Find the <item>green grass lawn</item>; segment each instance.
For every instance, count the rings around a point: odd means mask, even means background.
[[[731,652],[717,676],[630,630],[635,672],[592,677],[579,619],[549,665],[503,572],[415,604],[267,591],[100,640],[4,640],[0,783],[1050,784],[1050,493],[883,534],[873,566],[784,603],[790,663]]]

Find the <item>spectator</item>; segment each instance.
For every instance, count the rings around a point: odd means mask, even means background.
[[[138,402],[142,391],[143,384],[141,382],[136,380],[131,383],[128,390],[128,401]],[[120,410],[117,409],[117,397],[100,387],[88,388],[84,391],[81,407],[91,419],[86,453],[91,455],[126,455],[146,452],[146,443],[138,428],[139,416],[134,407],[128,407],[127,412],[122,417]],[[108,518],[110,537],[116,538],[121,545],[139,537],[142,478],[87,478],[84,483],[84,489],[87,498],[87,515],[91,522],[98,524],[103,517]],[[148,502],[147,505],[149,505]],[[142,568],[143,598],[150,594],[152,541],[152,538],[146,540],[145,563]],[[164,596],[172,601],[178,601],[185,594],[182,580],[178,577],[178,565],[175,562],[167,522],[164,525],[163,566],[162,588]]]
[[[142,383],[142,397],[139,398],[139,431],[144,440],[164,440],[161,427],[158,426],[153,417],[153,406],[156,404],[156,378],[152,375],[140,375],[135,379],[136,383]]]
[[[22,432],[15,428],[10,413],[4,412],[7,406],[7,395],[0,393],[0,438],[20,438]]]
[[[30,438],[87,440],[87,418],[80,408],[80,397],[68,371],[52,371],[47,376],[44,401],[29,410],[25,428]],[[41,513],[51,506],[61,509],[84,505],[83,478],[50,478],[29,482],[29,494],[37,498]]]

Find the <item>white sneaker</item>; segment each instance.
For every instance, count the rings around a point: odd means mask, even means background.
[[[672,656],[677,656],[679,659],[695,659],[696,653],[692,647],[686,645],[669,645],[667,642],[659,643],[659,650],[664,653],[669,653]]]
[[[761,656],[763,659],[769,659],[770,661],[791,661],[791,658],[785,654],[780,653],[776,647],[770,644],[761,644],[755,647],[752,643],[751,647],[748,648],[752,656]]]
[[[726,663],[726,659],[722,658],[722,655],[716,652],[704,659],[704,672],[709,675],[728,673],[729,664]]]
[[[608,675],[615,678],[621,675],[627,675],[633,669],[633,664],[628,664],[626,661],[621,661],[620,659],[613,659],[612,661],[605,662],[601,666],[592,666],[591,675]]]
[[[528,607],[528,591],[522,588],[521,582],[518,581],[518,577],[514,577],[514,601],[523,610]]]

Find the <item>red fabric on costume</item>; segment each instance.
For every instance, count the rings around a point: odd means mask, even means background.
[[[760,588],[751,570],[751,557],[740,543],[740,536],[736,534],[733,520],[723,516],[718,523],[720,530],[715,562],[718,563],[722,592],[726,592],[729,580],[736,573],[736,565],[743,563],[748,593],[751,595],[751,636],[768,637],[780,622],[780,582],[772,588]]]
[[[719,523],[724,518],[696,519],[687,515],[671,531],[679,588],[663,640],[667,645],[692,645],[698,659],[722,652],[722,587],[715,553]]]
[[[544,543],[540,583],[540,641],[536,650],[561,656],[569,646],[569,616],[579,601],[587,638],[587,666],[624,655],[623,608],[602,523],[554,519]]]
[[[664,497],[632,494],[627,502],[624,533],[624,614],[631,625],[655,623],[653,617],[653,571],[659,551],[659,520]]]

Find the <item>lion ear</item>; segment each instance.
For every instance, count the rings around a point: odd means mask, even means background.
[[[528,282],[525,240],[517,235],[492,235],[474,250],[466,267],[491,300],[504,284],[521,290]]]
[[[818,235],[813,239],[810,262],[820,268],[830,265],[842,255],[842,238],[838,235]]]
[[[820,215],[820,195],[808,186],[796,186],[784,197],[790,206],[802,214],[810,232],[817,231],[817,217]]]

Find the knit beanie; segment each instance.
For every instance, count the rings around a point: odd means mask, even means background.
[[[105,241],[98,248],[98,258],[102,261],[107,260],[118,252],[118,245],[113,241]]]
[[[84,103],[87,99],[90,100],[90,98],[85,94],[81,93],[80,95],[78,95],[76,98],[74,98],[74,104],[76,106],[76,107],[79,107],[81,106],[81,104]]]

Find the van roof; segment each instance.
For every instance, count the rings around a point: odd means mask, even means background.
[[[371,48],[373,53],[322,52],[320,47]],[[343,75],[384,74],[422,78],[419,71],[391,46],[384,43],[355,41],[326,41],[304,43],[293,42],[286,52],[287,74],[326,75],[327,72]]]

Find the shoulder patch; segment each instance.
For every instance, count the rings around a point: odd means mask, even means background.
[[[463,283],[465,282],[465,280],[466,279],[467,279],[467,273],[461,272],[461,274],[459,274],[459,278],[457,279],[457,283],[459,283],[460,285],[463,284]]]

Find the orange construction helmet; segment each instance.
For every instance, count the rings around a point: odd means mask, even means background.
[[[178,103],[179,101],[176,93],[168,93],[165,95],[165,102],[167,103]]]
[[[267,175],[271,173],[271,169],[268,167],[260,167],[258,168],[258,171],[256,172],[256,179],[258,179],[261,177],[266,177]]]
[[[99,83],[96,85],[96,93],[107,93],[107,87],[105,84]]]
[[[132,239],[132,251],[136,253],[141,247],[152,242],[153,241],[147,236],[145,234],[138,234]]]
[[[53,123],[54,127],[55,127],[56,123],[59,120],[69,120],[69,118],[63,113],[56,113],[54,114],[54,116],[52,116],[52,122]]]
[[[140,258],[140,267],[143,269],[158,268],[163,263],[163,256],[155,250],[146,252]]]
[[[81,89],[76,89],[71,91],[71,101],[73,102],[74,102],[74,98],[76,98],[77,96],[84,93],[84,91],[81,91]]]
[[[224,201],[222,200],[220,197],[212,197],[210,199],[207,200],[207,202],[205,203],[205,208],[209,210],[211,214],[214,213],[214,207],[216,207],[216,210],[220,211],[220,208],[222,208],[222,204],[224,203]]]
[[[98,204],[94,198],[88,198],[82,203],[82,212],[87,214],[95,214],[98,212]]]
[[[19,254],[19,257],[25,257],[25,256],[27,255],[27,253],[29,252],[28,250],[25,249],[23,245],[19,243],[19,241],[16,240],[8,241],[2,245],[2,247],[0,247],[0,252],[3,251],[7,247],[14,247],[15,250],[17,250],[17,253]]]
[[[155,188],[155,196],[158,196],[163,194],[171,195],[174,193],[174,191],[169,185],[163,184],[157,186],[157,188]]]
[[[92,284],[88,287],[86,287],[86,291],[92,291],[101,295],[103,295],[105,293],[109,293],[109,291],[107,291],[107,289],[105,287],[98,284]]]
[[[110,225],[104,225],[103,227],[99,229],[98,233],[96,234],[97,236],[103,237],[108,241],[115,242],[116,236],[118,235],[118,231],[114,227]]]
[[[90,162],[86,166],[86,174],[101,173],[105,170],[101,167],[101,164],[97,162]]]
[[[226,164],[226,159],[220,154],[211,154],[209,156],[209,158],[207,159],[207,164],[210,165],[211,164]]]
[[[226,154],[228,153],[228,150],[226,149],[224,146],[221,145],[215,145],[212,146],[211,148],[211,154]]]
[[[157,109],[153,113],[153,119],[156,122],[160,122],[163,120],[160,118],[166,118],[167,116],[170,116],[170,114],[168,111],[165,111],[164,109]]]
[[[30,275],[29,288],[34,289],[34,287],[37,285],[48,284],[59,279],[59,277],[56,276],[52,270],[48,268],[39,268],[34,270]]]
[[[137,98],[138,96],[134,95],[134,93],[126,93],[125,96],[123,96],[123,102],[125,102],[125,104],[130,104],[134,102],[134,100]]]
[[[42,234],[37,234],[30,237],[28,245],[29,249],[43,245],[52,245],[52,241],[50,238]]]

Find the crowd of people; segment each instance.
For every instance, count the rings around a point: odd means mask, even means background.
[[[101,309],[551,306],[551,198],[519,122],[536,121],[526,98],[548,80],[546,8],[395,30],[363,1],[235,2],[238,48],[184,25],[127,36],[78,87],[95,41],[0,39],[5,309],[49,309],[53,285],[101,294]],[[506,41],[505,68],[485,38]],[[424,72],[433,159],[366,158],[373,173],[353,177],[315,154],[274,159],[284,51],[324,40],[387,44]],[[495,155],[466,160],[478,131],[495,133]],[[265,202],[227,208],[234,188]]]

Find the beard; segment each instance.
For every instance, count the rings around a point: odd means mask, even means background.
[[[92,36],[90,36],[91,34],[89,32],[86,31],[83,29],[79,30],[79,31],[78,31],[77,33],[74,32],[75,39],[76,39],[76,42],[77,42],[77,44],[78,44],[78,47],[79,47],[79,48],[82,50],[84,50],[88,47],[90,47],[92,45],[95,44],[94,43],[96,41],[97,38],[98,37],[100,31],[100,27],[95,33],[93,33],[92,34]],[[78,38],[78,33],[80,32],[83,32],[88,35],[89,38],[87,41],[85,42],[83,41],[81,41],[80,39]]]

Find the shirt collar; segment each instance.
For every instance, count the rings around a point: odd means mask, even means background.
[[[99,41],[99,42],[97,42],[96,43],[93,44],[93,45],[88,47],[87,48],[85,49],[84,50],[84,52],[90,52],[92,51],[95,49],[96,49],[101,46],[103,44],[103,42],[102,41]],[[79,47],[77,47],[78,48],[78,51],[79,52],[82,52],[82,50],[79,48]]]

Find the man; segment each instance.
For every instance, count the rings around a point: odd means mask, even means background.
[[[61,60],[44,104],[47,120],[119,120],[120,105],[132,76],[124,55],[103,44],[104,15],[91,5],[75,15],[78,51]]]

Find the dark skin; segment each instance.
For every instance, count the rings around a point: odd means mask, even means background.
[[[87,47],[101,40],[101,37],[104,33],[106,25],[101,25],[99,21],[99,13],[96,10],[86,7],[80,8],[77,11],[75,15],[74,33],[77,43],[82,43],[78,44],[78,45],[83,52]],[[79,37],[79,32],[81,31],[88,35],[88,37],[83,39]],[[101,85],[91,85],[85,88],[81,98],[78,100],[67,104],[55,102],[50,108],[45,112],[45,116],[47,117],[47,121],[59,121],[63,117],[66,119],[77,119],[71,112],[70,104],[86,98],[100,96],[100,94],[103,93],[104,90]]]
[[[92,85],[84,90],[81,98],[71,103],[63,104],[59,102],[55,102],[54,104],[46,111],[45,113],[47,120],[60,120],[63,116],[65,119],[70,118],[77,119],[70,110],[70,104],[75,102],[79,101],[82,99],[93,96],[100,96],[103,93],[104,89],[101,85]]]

+---+

• [Exercise instructions]
Pull out every line in the rows above that contains the string "item". Matching is case-sensitive.

• [Task solution]
Find the <item>green grass lawn</item>; segment each instance.
Find the <item>spectator</item>; segment each instance.
Find the <item>white sneaker</item>; segment each instance.
Find the <item>red fabric on costume</item>; segment each instance.
Find the <item>lion ear</item>; segment each instance.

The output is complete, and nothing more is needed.